» **Your task**: Copy the entries without a single change. Pictures should be dropped.

(Region pointing data)
========================================

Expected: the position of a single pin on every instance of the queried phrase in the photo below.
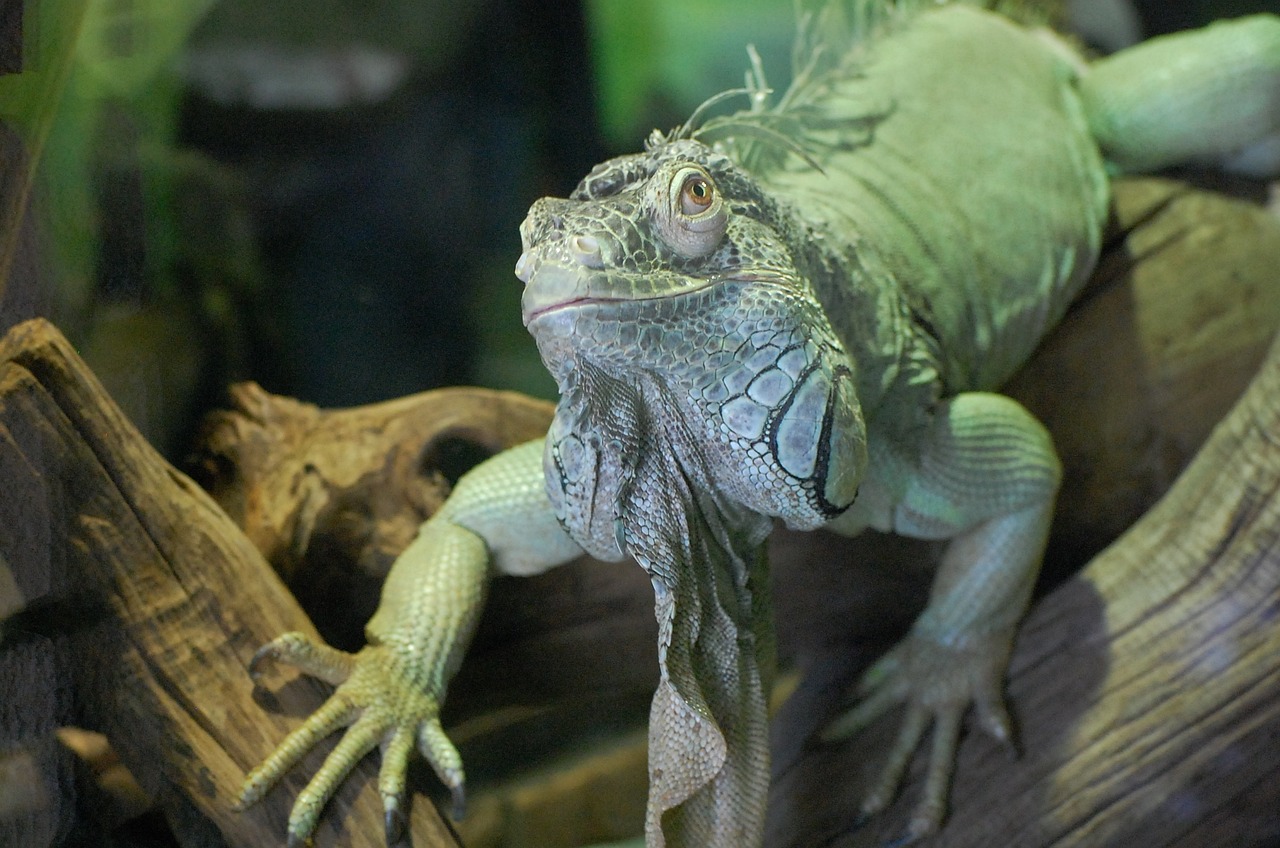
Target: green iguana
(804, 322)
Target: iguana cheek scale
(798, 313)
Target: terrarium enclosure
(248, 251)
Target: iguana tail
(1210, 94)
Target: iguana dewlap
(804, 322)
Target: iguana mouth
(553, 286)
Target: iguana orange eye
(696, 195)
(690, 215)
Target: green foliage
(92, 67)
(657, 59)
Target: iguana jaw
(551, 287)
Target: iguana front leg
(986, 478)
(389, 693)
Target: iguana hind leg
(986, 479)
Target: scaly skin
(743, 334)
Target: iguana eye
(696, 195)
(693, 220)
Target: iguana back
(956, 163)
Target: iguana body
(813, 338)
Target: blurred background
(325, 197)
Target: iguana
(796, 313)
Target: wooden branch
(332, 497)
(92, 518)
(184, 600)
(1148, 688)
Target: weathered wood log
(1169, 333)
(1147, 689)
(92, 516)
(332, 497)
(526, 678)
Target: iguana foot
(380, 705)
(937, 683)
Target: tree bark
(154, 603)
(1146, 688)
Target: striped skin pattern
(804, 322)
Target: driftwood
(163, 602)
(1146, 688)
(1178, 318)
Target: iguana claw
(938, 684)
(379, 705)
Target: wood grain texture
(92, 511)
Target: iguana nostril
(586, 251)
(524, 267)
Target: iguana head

========================================

» **Reply**:
Expected: the position of a single pin on every instance of the queried phrase in the photo below.
Target: green iguana
(804, 322)
Target: iguana cheek scale
(798, 313)
Target: terrarium enclosure
(248, 251)
Target: iguana tail
(1210, 94)
Target: iguana dewlap
(804, 322)
Target: iguana mouth
(553, 286)
Target: iguana orange eye
(696, 195)
(690, 215)
Target: green foliage
(92, 67)
(657, 59)
Target: iguana jaw
(551, 287)
Target: iguana front leg
(986, 478)
(389, 693)
Target: iguana hind leg
(986, 479)
Target: scaly skin
(743, 334)
Target: iguana eye
(696, 195)
(693, 220)
Target: iguana back
(956, 163)
Target: iguana body
(813, 338)
Target: blurred background
(325, 197)
Target: iguana
(796, 313)
Target: wooden branch
(332, 497)
(92, 518)
(184, 600)
(1148, 688)
Target: weathered wood log
(1169, 333)
(1147, 689)
(92, 516)
(332, 497)
(526, 678)
Target: iguana foot
(380, 705)
(937, 683)
Target: tree bark
(154, 603)
(1146, 688)
Target: striped skin pattern
(804, 322)
Target: driftwood
(163, 602)
(1146, 688)
(1178, 318)
Target: iguana claw
(938, 684)
(379, 705)
Target: wood grain texture
(92, 511)
Target: iguana nostril
(586, 251)
(524, 267)
Target: iguana head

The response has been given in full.